> _Work task_: Which lines of the records below contain the string "Outline"? Report each of them.

> _Provided data_:
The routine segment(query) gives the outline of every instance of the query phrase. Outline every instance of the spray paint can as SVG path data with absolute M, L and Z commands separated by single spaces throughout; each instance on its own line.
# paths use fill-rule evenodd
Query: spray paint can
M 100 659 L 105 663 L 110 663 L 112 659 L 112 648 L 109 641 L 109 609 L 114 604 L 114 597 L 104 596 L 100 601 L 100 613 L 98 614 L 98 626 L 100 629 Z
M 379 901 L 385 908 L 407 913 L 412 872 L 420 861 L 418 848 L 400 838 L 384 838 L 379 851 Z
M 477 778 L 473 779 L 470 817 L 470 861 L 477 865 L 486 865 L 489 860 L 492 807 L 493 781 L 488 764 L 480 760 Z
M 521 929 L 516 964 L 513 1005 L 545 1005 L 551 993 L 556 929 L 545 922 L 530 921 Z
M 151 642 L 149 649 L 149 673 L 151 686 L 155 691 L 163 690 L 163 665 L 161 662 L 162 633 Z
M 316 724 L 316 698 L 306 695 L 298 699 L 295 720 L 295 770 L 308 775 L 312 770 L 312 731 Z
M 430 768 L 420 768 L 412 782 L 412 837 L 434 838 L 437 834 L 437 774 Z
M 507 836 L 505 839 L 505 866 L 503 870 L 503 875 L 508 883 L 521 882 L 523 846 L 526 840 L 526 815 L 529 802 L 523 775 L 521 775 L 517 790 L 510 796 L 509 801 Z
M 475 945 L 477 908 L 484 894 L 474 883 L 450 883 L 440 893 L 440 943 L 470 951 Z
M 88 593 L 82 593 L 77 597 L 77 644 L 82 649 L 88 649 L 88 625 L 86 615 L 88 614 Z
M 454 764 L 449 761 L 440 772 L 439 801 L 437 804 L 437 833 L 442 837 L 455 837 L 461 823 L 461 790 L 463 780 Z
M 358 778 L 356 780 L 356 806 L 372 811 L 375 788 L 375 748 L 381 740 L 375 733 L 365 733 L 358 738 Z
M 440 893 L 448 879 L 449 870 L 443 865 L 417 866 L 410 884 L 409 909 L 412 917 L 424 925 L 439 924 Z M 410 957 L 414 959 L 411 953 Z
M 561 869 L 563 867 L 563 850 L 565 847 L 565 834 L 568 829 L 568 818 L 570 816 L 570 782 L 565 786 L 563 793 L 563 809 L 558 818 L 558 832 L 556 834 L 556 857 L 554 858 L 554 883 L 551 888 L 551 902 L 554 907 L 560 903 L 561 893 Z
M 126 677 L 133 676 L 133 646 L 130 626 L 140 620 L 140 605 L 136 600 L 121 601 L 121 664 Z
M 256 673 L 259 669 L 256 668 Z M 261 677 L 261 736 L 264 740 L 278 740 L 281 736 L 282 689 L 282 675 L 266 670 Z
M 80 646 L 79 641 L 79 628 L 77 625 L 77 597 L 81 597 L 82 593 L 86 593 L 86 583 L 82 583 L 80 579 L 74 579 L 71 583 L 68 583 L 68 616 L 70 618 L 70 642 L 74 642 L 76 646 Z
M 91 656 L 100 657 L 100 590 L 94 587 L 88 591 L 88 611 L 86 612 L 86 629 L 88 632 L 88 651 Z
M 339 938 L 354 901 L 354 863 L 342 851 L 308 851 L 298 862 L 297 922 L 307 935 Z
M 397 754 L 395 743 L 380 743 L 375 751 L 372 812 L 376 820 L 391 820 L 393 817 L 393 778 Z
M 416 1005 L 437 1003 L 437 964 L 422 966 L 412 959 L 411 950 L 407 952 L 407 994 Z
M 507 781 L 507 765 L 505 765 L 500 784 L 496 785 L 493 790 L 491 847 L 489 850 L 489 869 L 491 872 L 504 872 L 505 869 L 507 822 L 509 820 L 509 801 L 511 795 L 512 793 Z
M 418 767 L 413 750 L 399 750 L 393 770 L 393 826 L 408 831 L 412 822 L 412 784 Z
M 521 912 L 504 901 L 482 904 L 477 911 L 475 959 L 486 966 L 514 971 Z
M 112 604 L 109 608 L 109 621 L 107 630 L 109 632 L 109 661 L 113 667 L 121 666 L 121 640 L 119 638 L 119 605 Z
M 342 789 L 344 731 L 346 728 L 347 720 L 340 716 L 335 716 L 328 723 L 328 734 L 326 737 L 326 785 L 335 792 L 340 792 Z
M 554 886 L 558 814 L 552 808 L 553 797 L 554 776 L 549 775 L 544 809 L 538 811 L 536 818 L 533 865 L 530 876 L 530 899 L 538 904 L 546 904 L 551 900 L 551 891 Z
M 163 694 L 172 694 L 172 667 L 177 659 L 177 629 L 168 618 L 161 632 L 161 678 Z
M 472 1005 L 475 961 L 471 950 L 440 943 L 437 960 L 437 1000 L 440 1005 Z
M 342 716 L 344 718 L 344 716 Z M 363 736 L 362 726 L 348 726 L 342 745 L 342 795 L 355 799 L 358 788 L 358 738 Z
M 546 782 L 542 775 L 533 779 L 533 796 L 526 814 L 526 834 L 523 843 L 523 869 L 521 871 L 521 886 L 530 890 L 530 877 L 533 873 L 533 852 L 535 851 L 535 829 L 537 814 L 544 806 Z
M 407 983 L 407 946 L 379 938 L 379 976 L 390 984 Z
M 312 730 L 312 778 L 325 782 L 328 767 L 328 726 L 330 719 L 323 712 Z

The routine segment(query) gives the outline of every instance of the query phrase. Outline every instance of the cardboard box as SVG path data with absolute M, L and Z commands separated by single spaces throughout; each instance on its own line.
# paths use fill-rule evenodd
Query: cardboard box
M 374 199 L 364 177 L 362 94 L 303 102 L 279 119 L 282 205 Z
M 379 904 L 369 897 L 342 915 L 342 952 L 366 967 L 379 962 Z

> _Solved exercise_:
The routine segment(query) gives the outline of every instance of the query phrase. Outline every instance of the spray paint can as SVG path data with absolute M, L and Z commands separated by single spaces throughout; each instance on its own line.
The routine segment(query) gives the outline of every instance of the query phrase. Outline every instance of the cardboard box as SVG path data with absolute M, L and Z commands separated by single spaces throughout; each instance on its own line.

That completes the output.